>>>

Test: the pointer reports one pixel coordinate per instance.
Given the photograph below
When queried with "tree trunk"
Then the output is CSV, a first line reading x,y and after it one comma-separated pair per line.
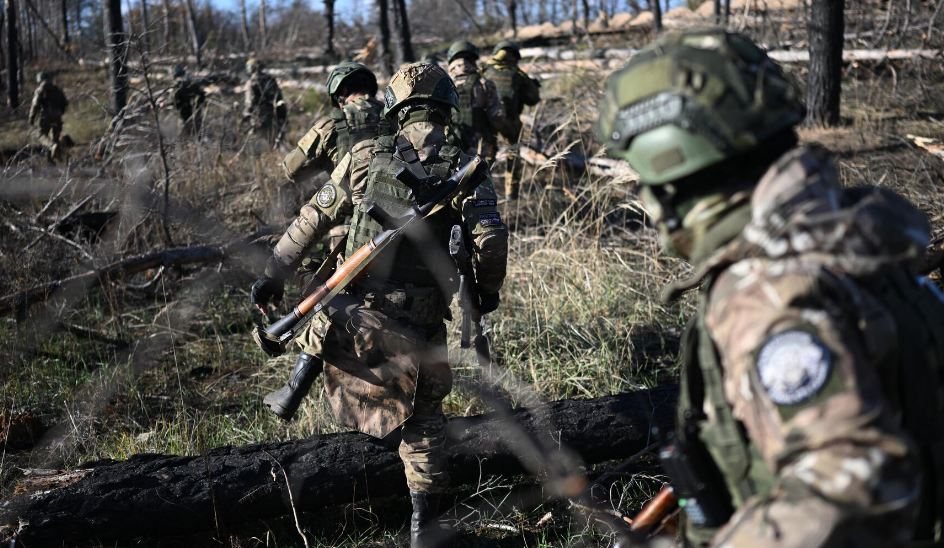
x,y
65,22
824,83
263,38
115,43
404,36
13,89
513,16
656,16
232,485
384,55
194,35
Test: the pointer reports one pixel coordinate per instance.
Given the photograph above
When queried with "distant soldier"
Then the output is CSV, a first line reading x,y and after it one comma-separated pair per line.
x,y
517,90
49,104
481,113
264,105
357,117
811,383
188,100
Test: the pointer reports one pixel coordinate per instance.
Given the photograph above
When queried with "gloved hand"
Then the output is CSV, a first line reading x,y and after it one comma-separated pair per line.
x,y
267,288
488,302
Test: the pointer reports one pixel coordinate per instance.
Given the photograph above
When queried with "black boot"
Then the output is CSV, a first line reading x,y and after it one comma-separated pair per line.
x,y
285,401
425,531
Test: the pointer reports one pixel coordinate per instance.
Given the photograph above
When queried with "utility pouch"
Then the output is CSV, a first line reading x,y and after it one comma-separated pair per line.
x,y
697,482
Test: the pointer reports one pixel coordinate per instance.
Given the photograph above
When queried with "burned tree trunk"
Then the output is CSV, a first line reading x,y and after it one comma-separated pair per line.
x,y
384,56
114,501
329,17
115,42
13,89
824,84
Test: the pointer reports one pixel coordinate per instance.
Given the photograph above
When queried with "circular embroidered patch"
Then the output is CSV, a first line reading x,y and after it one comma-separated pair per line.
x,y
326,196
793,366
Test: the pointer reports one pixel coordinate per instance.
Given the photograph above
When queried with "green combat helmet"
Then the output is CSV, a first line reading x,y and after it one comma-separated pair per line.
x,y
462,48
691,100
419,81
343,71
510,46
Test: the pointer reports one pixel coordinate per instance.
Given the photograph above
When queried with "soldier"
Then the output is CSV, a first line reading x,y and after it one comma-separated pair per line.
x,y
481,112
264,105
357,117
49,104
389,367
811,404
188,100
517,90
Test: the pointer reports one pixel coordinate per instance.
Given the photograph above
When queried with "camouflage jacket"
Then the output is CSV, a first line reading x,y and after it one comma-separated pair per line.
x,y
802,364
49,104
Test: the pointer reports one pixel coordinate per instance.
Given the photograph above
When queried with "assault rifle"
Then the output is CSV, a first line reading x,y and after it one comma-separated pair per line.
x,y
429,194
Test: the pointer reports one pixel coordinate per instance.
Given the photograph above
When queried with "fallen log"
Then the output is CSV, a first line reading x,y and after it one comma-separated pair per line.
x,y
181,256
159,495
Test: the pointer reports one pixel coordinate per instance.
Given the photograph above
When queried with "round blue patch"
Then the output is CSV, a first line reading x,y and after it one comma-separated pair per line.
x,y
793,366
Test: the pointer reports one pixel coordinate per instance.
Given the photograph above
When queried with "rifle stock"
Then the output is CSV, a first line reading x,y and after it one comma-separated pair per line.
x,y
273,339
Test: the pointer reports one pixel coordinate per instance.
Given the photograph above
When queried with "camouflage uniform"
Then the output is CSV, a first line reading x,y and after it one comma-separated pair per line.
x,y
812,370
398,373
481,113
264,105
188,100
49,104
517,90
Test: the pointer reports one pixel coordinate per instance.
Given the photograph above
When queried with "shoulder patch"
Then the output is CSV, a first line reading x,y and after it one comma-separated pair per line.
x,y
326,196
793,366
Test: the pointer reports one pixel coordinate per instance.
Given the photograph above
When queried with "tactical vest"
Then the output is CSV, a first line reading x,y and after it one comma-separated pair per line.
x,y
506,80
405,265
355,124
918,312
471,122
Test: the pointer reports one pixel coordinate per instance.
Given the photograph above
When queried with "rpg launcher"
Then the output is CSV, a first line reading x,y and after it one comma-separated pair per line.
x,y
429,195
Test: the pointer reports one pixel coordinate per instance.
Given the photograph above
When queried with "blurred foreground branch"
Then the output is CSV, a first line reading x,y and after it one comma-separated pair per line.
x,y
115,501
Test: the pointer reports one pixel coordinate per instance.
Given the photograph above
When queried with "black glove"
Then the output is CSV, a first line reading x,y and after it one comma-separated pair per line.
x,y
267,288
488,302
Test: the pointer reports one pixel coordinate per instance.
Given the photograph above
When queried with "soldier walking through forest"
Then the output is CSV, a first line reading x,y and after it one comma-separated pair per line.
x,y
390,367
357,116
188,101
517,90
264,105
481,113
811,403
46,111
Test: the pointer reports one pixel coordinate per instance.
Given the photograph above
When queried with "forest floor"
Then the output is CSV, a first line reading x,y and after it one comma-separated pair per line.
x,y
580,315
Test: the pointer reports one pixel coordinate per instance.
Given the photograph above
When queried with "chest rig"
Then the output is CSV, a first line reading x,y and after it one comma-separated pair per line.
x,y
913,384
471,122
358,122
412,263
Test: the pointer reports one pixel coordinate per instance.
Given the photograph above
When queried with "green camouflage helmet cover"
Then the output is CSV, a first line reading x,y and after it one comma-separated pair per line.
x,y
462,48
419,81
691,100
510,46
345,69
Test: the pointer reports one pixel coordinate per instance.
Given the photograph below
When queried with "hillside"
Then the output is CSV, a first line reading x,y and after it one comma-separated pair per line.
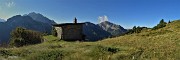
x,y
23,21
161,44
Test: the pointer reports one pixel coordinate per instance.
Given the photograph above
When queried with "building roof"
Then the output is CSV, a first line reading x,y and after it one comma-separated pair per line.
x,y
64,24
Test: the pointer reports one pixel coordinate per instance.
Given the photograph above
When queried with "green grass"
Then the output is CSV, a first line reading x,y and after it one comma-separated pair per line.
x,y
161,44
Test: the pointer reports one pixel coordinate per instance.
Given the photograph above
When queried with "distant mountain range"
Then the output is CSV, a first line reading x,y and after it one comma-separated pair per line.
x,y
26,21
38,22
2,20
102,30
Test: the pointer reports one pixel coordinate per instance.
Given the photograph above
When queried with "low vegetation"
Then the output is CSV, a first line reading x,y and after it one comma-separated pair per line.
x,y
159,44
21,36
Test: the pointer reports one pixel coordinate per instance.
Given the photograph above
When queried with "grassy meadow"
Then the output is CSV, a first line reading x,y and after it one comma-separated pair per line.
x,y
161,44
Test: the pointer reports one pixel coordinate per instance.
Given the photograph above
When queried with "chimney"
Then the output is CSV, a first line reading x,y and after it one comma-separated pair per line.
x,y
75,20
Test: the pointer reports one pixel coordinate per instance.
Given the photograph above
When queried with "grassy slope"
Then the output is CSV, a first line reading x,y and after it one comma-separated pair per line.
x,y
162,44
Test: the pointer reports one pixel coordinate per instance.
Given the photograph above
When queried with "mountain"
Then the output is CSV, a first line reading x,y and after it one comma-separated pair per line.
x,y
112,28
2,20
26,21
93,32
39,17
160,44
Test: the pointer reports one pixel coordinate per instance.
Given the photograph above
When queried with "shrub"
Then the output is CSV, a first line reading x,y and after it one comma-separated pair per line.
x,y
46,55
21,36
160,25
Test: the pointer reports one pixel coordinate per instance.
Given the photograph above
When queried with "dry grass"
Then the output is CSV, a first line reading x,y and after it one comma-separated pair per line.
x,y
161,44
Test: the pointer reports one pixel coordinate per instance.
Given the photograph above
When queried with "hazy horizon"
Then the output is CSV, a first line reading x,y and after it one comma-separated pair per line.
x,y
127,13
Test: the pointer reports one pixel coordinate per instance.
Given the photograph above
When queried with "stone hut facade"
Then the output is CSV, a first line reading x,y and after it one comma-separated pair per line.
x,y
70,31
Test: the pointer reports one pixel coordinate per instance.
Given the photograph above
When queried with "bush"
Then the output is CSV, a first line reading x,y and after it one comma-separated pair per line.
x,y
160,25
21,36
46,55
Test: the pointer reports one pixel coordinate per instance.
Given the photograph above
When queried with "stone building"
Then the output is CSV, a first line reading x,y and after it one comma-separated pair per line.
x,y
70,31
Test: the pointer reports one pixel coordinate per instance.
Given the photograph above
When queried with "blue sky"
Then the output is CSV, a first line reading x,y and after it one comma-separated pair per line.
x,y
126,13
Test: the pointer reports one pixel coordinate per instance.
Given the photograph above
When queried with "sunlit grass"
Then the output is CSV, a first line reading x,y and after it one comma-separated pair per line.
x,y
161,44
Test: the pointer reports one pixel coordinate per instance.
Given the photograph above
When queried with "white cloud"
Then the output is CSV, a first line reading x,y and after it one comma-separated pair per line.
x,y
10,4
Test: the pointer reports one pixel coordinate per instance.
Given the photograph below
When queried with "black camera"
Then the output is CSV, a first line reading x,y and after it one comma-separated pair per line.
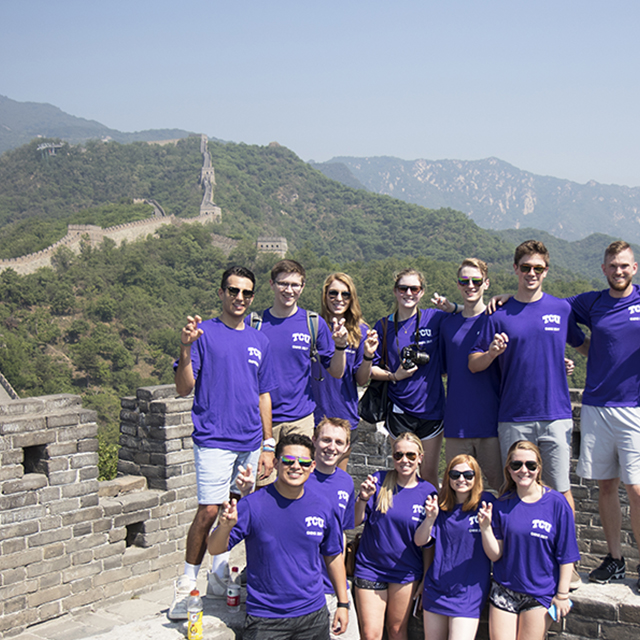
x,y
411,355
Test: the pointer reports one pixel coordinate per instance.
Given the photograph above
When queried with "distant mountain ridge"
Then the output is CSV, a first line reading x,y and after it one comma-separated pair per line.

<<<

**Yapılacak iş:** Verilerde "stone" kelimesini içeren satırların hepsini bulun ve kopyalayın. Büyük ve küçük harf ayrımı dikkate alınır.

**Görevin yanıtı:**
When queried with "stone hut facade"
When queried with "stone building"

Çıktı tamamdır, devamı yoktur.